Find the line that contains "Query: distant hill ridge". Output it and every line after it to the end of the records, exactly as they appear.

******************************

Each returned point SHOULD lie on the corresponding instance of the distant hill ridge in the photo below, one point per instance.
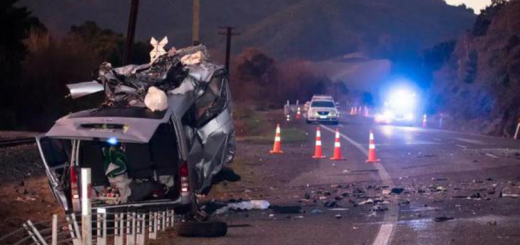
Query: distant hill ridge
(313, 29)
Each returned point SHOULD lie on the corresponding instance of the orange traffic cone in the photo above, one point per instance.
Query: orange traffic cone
(277, 148)
(337, 149)
(317, 152)
(372, 149)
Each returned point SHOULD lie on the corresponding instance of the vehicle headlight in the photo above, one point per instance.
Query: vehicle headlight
(388, 115)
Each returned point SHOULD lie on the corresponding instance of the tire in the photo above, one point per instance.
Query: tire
(201, 228)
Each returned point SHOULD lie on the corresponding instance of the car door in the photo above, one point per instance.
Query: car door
(214, 143)
(55, 157)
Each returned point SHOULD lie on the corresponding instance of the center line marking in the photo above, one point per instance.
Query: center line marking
(387, 229)
(491, 155)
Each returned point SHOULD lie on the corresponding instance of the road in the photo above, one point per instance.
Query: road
(468, 179)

******************************

■ **Result below**
Query: distant hill ridge
(313, 29)
Each returned point SHOULD lie on the corresponding instance of the orange traffic cone in the photo above, one point per instance.
Query: orange traffic cone
(277, 148)
(337, 149)
(317, 152)
(372, 149)
Each returned point SHOULD lie on the corresponding instance of the vehicle headlight in the photo above, one point per instance.
Query: vehicle headlight
(388, 115)
Each returned point SHOULD lie on the corresponding instance of the tire in the photo above, one point per instance.
Query: tire
(201, 228)
Each returned point SHOULD lie on the corresponding instance of the car door in the photo above, one point per instance.
Query: car door
(214, 143)
(55, 157)
Each returned point SHOULD lie on the corresponding instance of the center line marking in the photo above, one point per instance.
Query: center line marking
(387, 229)
(491, 155)
Each returned point SHOULD lie on the corresponding instance of the road in the photo above, one point per instance.
Query: road
(468, 179)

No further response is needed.